Locate each line in the records below that contains the string "black", matching case exactly, and copy those lines out.

(Detection annotation records)
=-=-=

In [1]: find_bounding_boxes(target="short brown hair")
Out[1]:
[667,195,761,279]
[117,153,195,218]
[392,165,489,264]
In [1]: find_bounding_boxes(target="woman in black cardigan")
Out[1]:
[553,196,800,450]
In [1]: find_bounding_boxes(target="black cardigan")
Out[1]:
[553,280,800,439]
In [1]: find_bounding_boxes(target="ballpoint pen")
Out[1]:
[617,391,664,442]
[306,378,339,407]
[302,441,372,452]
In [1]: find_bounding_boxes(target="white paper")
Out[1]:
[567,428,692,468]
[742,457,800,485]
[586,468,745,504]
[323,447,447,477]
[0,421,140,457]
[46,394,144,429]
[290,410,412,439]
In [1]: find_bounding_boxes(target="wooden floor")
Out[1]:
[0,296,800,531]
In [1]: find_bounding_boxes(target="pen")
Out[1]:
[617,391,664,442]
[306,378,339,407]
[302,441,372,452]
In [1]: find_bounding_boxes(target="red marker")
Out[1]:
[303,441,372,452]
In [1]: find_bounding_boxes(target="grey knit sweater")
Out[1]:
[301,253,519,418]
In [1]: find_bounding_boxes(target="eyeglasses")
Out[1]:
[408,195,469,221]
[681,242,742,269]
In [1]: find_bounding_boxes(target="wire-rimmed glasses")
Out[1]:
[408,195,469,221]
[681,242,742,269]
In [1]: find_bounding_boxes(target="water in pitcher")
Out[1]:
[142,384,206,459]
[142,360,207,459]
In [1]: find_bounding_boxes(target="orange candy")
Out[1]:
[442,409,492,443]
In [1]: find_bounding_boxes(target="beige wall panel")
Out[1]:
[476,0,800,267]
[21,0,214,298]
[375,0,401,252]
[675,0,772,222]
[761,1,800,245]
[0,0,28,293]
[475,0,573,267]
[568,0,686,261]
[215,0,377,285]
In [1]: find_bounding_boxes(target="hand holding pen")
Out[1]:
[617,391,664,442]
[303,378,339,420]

=-=-=

Problem solution.
In [1]: find_bounding_boxes(target="woman in black cardigan")
In [1]: find_bounding_boxes(target="black cardigan")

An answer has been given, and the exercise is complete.